Present the lines of the listing as a Markdown table with the columns "Row" and "Line", starting with the line that contains "<item>bird</item>, that would be most helpful." and going on through the end of the listing. Leave out blank lines and pictures.

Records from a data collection
::::::::
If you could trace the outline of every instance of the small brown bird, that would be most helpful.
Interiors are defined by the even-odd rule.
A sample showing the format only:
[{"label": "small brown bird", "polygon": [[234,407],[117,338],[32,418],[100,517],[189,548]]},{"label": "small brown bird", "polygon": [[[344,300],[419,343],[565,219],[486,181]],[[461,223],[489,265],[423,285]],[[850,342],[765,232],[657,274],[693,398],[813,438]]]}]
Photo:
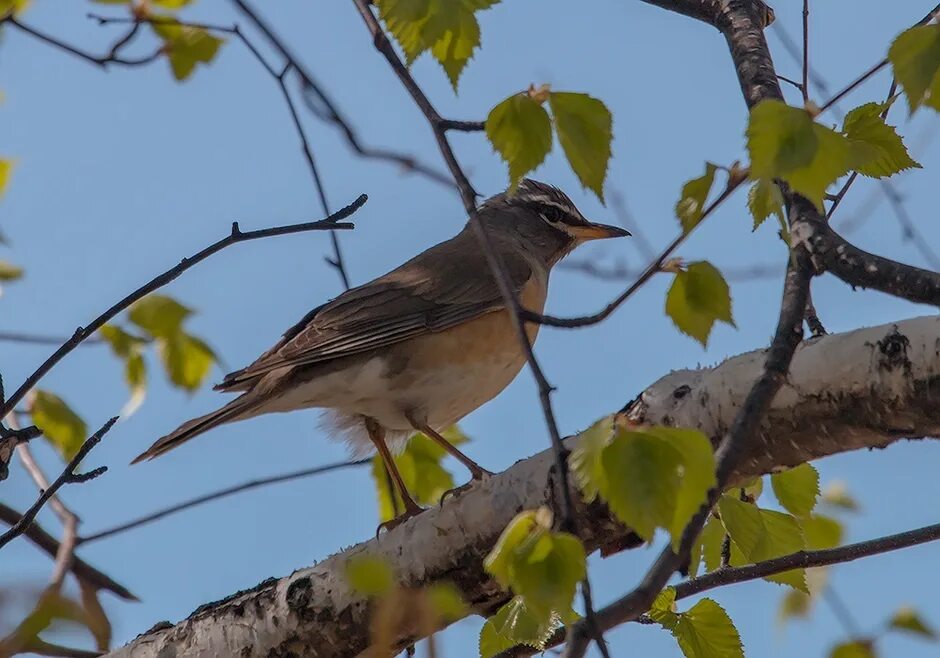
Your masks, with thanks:
[{"label": "small brown bird", "polygon": [[[520,304],[542,312],[551,268],[578,245],[630,235],[587,221],[559,189],[524,180],[478,211]],[[527,325],[535,340],[538,325]],[[408,493],[391,449],[420,431],[487,474],[444,439],[450,427],[499,394],[525,364],[509,312],[473,229],[315,308],[247,368],[216,390],[240,396],[164,436],[134,463],[152,459],[223,423],[311,407],[355,453],[374,448],[401,494],[404,513],[422,508]]]}]

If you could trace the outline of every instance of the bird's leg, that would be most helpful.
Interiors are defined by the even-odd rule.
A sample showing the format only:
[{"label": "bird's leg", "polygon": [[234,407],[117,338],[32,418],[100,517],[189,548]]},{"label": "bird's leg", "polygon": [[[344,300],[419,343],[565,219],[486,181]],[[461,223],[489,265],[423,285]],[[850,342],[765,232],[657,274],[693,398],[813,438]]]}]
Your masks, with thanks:
[{"label": "bird's leg", "polygon": [[458,450],[457,447],[453,443],[451,443],[450,441],[445,439],[443,436],[441,436],[439,432],[436,432],[432,430],[430,427],[428,427],[427,423],[416,422],[415,419],[410,415],[407,418],[408,418],[408,422],[411,423],[412,427],[414,427],[419,432],[427,435],[428,438],[430,438],[432,441],[440,445],[442,448],[444,448],[444,450],[446,450],[447,452],[452,454],[454,457],[456,457],[457,460],[461,464],[466,466],[467,470],[470,471],[470,475],[473,477],[474,480],[482,480],[492,475],[490,471],[486,470],[485,468],[477,464],[475,461],[467,457],[465,454],[460,452],[460,450]]},{"label": "bird's leg", "polygon": [[[411,497],[411,494],[408,493],[408,487],[405,486],[405,481],[401,478],[401,473],[398,472],[398,468],[395,466],[395,461],[392,459],[392,453],[389,452],[388,446],[385,444],[385,429],[379,425],[377,422],[371,418],[366,418],[366,432],[369,434],[369,439],[372,440],[372,443],[375,445],[375,449],[378,450],[379,455],[382,457],[382,463],[385,464],[385,469],[388,471],[388,474],[392,476],[392,481],[395,483],[395,488],[398,490],[398,495],[401,496],[402,502],[405,504],[405,511],[396,516],[391,521],[386,521],[385,523],[379,524],[378,531],[381,532],[382,529],[391,530],[395,526],[407,521],[413,516],[417,516],[424,511],[424,508],[418,505],[415,502],[415,499]],[[389,495],[394,496],[395,492],[390,491]],[[376,533],[378,534],[378,533]]]}]

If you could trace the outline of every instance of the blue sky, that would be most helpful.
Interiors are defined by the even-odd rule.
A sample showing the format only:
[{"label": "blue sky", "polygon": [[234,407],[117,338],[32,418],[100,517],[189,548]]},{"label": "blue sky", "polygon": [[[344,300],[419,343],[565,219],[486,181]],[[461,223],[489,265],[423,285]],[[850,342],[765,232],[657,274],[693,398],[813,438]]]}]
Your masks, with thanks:
[{"label": "blue sky", "polygon": [[[798,34],[800,3],[776,4],[778,22]],[[814,2],[814,66],[839,88],[883,57],[890,40],[925,14],[929,4],[865,0],[852,3],[847,15],[845,3]],[[104,51],[117,35],[85,18],[89,9],[107,12],[109,7],[48,0],[34,5],[26,20],[88,50]],[[372,49],[351,3],[282,0],[265,3],[264,9],[365,143],[414,153],[443,170],[429,129]],[[201,0],[184,16],[221,24],[239,19],[221,0]],[[679,187],[700,173],[703,161],[730,164],[743,158],[746,112],[726,45],[715,30],[623,0],[599,0],[589,7],[506,0],[480,19],[483,49],[467,68],[459,96],[429,58],[414,66],[415,77],[442,114],[482,119],[495,103],[530,83],[602,99],[613,112],[615,132],[607,189],[625,197],[654,245],[674,235],[672,207]],[[797,78],[799,67],[775,32],[769,34],[779,72]],[[164,61],[102,72],[15,31],[3,36],[0,88],[6,100],[0,107],[0,153],[18,164],[0,205],[0,227],[12,241],[2,256],[23,264],[27,276],[4,290],[0,329],[68,335],[128,290],[221,237],[233,220],[248,229],[320,217],[286,107],[240,44],[228,43],[210,67],[177,84]],[[845,107],[881,98],[888,83],[886,74],[876,76]],[[331,202],[339,206],[363,192],[370,197],[355,216],[356,231],[341,236],[354,283],[384,273],[463,225],[452,191],[363,160],[334,128],[306,112],[303,120]],[[935,242],[940,229],[932,221],[931,181],[940,167],[940,148],[930,138],[937,117],[922,111],[908,120],[899,105],[893,120],[925,167],[899,177],[897,189],[927,240]],[[505,186],[505,167],[482,135],[457,133],[452,141],[481,193]],[[567,190],[587,216],[614,221],[610,209],[581,190],[558,152],[536,177]],[[869,212],[851,233],[857,244],[925,265],[876,186],[860,180],[837,217],[846,222]],[[323,262],[328,249],[327,236],[318,233],[235,246],[188,272],[167,292],[198,309],[192,330],[207,337],[227,369],[233,369],[266,349],[309,308],[340,292],[336,274]],[[770,226],[750,231],[743,195],[709,219],[681,255],[708,258],[720,268],[776,264],[784,257]],[[587,247],[573,258],[585,256],[644,264],[627,241]],[[665,277],[654,280],[599,326],[543,330],[537,353],[558,387],[554,400],[564,433],[619,408],[670,369],[713,364],[768,342],[779,277],[731,281],[737,329],[717,326],[707,351],[680,335],[664,316],[667,285]],[[558,315],[594,311],[622,286],[558,271],[548,310]],[[879,293],[853,292],[830,277],[816,282],[814,294],[831,331],[933,312]],[[17,385],[48,351],[0,344],[7,386]],[[317,428],[316,412],[298,412],[229,426],[159,461],[129,467],[128,461],[156,437],[221,402],[208,390],[186,396],[170,388],[153,365],[143,407],[118,424],[87,460],[88,466],[109,466],[108,473],[63,494],[88,532],[191,495],[344,458],[343,447]],[[214,372],[212,379],[222,373]],[[43,385],[62,395],[90,425],[115,414],[126,399],[120,365],[102,347],[76,351]],[[549,441],[528,373],[463,427],[473,438],[467,451],[491,470],[540,451]],[[49,449],[40,445],[37,452],[50,472],[58,468]],[[817,465],[824,482],[845,480],[859,498],[863,511],[848,520],[848,539],[860,540],[936,522],[934,506],[918,501],[940,495],[938,458],[936,444],[916,442]],[[458,479],[465,477],[456,465],[454,470]],[[36,492],[19,467],[13,471],[2,485],[3,500],[24,508]],[[42,521],[56,527],[47,512]],[[345,471],[195,509],[89,545],[81,555],[143,599],[125,604],[105,597],[115,640],[123,643],[158,620],[180,619],[201,603],[371,537],[375,525],[368,473]],[[937,550],[927,545],[833,571],[836,590],[862,629],[876,629],[904,603],[940,624],[940,602],[925,582]],[[603,603],[629,589],[653,555],[638,550],[592,560],[596,600]],[[41,586],[50,568],[26,542],[15,542],[4,549],[0,587]],[[769,583],[738,585],[713,596],[737,622],[750,656],[822,656],[844,638],[825,605],[807,622],[776,628],[782,590]],[[444,633],[445,655],[473,655],[479,625],[471,619]],[[80,634],[72,636],[80,641]],[[617,655],[679,655],[668,634],[649,627],[622,627],[610,639]],[[903,652],[913,658],[936,651],[905,637],[888,638],[881,646],[884,655]]]}]

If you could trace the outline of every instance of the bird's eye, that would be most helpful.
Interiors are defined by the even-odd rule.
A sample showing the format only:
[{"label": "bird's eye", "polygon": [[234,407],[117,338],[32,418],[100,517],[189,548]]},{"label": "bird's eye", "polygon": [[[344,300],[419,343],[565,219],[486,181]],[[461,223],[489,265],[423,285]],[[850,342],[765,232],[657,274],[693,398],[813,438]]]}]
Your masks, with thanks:
[{"label": "bird's eye", "polygon": [[542,211],[539,214],[550,224],[557,224],[558,222],[564,221],[565,218],[565,212],[558,206],[542,206]]}]

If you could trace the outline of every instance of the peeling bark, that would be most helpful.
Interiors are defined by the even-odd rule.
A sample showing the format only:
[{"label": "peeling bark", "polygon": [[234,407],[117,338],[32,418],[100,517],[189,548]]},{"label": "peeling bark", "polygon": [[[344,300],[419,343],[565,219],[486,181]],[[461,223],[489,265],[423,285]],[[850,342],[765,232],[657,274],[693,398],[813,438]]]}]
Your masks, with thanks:
[{"label": "peeling bark", "polygon": [[[759,374],[765,351],[714,368],[680,370],[644,390],[619,413],[636,423],[696,427],[717,444]],[[940,317],[922,317],[824,336],[800,346],[787,383],[732,476],[739,483],[827,455],[882,448],[905,437],[940,436]],[[566,440],[574,447],[577,437]],[[369,645],[369,603],[343,580],[347,560],[382,556],[401,582],[453,582],[477,612],[507,595],[483,573],[499,533],[523,509],[550,505],[551,450],[522,460],[378,540],[280,579],[201,606],[176,625],[159,625],[111,656],[333,658]],[[589,551],[625,548],[631,534],[602,505],[579,503]],[[395,646],[422,633],[399,629]]]}]

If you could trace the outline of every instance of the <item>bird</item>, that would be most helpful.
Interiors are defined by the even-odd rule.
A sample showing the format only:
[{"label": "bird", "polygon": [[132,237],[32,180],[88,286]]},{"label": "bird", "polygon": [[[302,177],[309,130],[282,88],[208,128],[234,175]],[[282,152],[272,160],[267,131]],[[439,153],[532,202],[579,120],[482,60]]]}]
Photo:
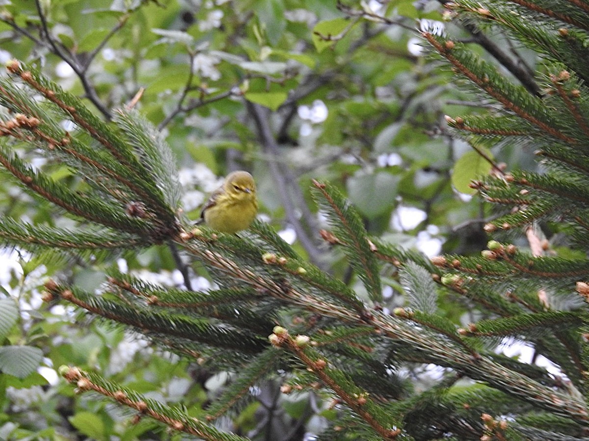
::::::::
[Reply]
| Row | Line |
|---|---|
| 1 | If you could trace the outline of every instance of the <item>bird</item>, that would be most helpful. |
| 2 | Interiors are defined by the even-odd rule. |
| 3 | A sample showing the format only: |
| 4 | [{"label": "bird", "polygon": [[132,237],[32,180],[88,286]]},{"label": "bird", "polygon": [[[302,177],[309,130],[282,88],[208,128],[234,175]],[[282,152],[272,160],[267,131]],[[439,153],[532,202],[579,120],[482,60]]]}] |
| 5 | Photo: |